What is being asked ▸
Show every line of the material that follows in which the word "Identify" occurs.
┌──
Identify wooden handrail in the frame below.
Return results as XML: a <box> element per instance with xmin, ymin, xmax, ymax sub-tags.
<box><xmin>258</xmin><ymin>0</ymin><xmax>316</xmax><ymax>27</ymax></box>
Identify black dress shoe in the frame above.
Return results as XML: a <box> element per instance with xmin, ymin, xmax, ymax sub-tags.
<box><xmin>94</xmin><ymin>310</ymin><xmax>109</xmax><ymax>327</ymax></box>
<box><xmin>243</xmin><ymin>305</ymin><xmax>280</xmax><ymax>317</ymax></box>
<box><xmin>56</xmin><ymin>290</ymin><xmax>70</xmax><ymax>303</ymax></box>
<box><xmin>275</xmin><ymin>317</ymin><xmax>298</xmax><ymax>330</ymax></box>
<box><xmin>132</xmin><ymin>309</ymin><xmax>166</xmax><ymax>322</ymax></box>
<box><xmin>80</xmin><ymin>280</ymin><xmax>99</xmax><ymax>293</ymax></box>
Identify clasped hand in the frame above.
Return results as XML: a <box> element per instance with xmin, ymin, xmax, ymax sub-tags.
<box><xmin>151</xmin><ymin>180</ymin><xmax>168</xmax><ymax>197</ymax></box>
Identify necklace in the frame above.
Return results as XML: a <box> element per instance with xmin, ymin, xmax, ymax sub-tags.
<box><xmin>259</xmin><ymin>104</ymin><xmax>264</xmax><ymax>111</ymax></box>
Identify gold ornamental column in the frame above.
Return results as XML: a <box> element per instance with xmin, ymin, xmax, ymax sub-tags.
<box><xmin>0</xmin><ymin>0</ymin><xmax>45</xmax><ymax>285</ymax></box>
└──
Response area ▸
Identify wooden handrail in the frame below.
Identify black dress shoe in the frame above.
Identify clasped hand in the frame above.
Identify necklace in the frame above.
Identify gold ornamental column in the frame above.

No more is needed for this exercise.